◆ Work required
Copy every row below word for word, keeping the same order, and leave out the pictures.

◆ Material provided
:::::
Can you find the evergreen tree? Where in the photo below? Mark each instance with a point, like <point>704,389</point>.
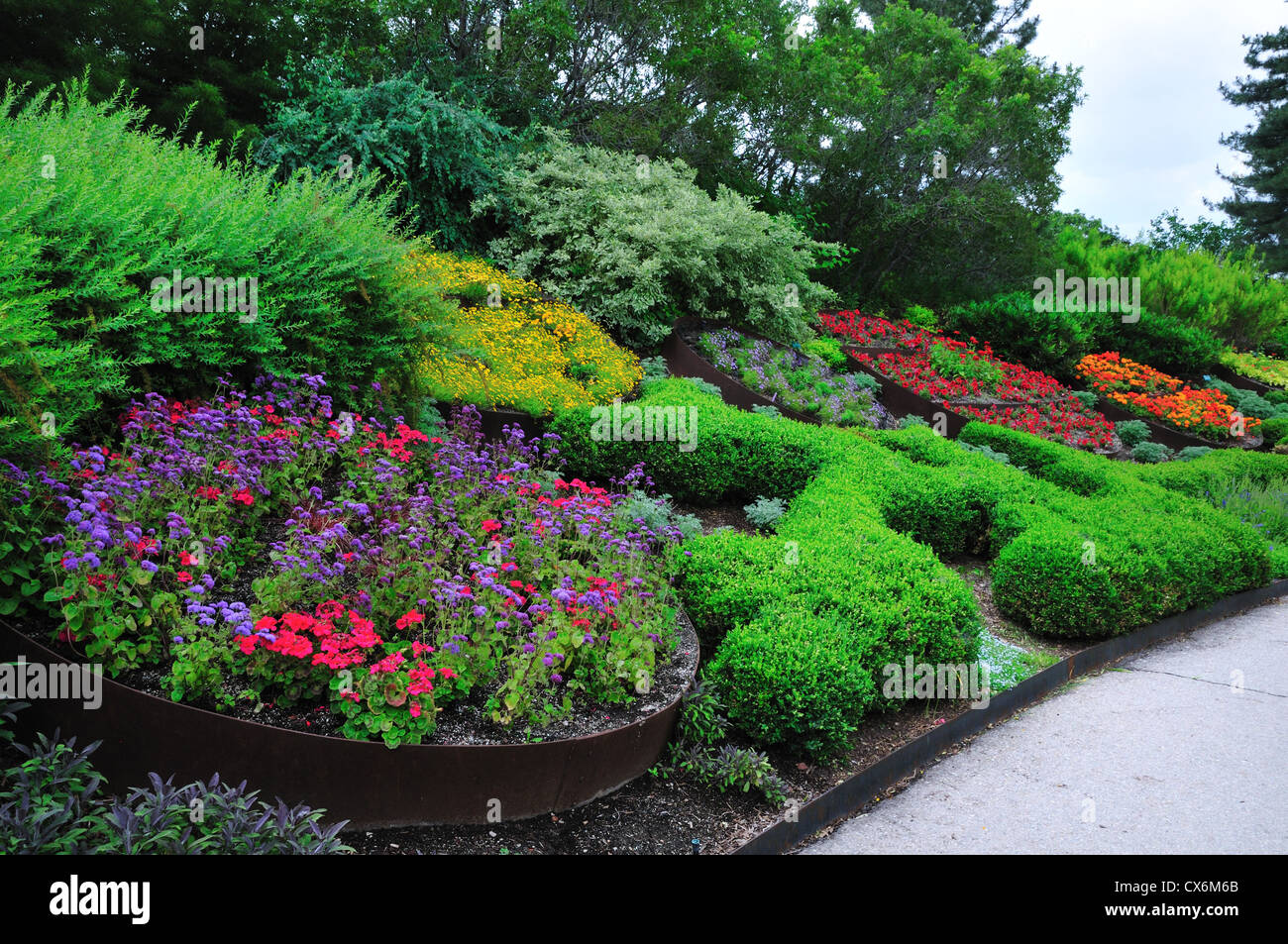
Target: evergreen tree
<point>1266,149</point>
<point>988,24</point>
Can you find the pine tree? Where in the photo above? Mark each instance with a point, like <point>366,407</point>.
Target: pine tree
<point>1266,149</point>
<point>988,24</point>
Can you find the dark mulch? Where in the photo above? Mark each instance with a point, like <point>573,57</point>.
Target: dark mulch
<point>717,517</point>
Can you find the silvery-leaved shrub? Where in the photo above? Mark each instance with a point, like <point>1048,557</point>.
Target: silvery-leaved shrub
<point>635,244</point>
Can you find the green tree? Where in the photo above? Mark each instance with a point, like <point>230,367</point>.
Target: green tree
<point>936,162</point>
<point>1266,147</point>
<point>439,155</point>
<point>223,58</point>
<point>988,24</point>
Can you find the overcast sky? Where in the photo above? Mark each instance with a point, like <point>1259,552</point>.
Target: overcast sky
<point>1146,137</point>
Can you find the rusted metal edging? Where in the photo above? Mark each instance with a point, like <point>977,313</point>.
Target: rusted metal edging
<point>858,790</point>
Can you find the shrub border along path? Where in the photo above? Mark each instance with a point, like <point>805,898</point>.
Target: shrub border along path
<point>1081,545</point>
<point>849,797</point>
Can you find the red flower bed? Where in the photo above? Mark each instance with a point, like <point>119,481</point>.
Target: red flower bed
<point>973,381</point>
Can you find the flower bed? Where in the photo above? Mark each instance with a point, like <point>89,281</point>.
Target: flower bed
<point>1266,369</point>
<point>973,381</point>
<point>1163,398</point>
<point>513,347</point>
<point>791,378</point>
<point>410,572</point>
:::::
◆ Solution
Can you find the evergreen tree? Where in the photo below? Mark each instance with a point, like <point>704,389</point>.
Target: evergreen tree
<point>1266,149</point>
<point>988,24</point>
Can you find the pine tree? Where in the photo above? Mark each instance with a point, like <point>366,407</point>.
Target: pine tree
<point>1266,149</point>
<point>988,24</point>
Can you find the dark mulch? Where in the photo above? Mark each instance with a point, like <point>573,57</point>.
Target: dark mulch
<point>717,517</point>
Can you find the silvery-leaved shrub? Where in the photo above? Mark each instance with a point, like <point>1048,557</point>.
Target: silvery-leaved shrub
<point>635,244</point>
Can you find the green tree? Where in the photo above? Mark each instance with a point, like <point>230,367</point>.
Target: green tree
<point>936,162</point>
<point>1266,147</point>
<point>439,155</point>
<point>223,58</point>
<point>988,24</point>
Can you find the overcast sky? Where in the photo above? Mark each instance with a point, like <point>1259,552</point>.
Target: overcast sky
<point>1146,137</point>
Can you find the rusted metal edging? Where in the photo above? Mark each instance with a point, like <point>977,313</point>.
Target: rusted metal edging
<point>858,790</point>
Can you find the shrub border along path? Where in the photo above? Mark each instance with a point, like <point>805,898</point>.
Target: shrub border along path
<point>1081,545</point>
<point>849,797</point>
Can you find the red flower bed? Where in the photo above? Mark each instance with a point, like <point>119,481</point>.
Target: red flower bed
<point>973,381</point>
Can you find the flower bed? Where in the photo above? Mark each instance with a point, like <point>89,281</point>.
Target: flower bed
<point>1266,369</point>
<point>973,381</point>
<point>1163,398</point>
<point>513,347</point>
<point>791,378</point>
<point>410,572</point>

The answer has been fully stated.